The wife of a Lower Hunter firefighter has written an emotionally charged open letter to the Prime Minister pleading for him to listen to those on the fire grounds and offer them better support.
Amelia Attkins' Facebook post, which has been shared more than 900 times since it was uploaded on Wednesday afternoon, was written in response to Scott Morrison rejecting assertions that Rural Fire Service firefighters should be paid, saying the hardworking volunteers "want to be there".
She begins: "Dear Scott Morrison,
"My husband is a volunteer firefighter with the NSW RFS. He wasn't forced to sign up. He 'wants to be there'.
"He wants to ensure his neighbours have a place to live. He wants to make sure there is any form of ecosystem left at the end of this.
"He wants to not let down his community and fellow RFS members by turning up for sometimes 14 hour plus shifts.
"He wants to make the air clearer for his family."
But Mrs Attkins then asked the question: "does anyone really 'want to' be doing this"?
She outlined the things her husband is missing out on while he is out protecting lives and homes.
"He wants to make it to Christmas lunch," she said. "He wants to be home to play with our 7-month-old son.
"He wants to spend time with his family. He wants to know he can go on a summer holiday. This is what he really wants."
She said in the current climate, "want" had become insignificant, and has instead been replaced by "need".
"He needs to provide for his family. He needs to run his own business. He needs to pay the bills."
"He needs to turn up to fight the fires, to save homes and properties.
"He also needs to turn up to work to afford to live. Somewhere between it all he needs to sleep.
"I am led to believe you are a smart man (you do lead our country) so I invite you to do the calculations. Does it add up to you?
"Do you still think our RFS simply 'want to be there', or is there more to it?"
In a call to action, Mrs Attkins invited the prime minister to forgo his income and join the firefighters on the ground to see what the situation is really like.
"From what I hear it's a place people 'want' to be," she said.
"You might want to be desperately pleaded to [to] save a home whilst radioing for air support, and be responded to by silence.
"You might want to be sweating from the flames with your eyes stinging and throat burning.
"You might want your wife and children to be at home not knowing where you are or when you are coming home.
"Oh and make sure you pay your bills and retain your responsibility of running the country whilst you are doing what you 'want'."
She finished the open letter by urging Mr Morrison to "listen to the land owners and the RFS in regards to land management" rather than just sending his "thoughts and prayers" to those affected.
"Learn, prepare and act for next time! So next Christmas RFS members can be doing what they really 'want'."

DATASET EXTRACT
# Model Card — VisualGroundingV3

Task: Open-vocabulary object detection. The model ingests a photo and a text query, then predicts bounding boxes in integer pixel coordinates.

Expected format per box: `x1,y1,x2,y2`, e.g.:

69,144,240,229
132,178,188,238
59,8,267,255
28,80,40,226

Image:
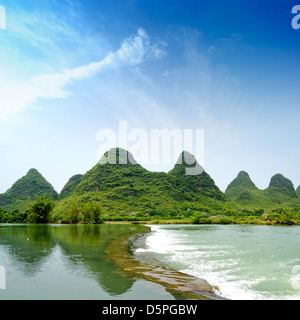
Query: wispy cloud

==

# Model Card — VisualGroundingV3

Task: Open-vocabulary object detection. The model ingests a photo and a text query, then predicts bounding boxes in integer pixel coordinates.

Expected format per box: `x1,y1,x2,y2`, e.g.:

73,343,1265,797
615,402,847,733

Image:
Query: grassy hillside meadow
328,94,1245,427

TASKS TO CARRY OUT
**a.** How many times had Amelia Attkins' Facebook post been shared, according to the news story?
**b.** In the news story, list everything the letter says the husband "needs to" do.

ANSWERS FOR THIS EXERCISE
**a.** More than 900 times.

**b.**
- Provide for his family
- Run his own business
- Pay the bills
- Turn up to fight the fires, to save homes and properties
- Turn up to work to afford to live
- Sleep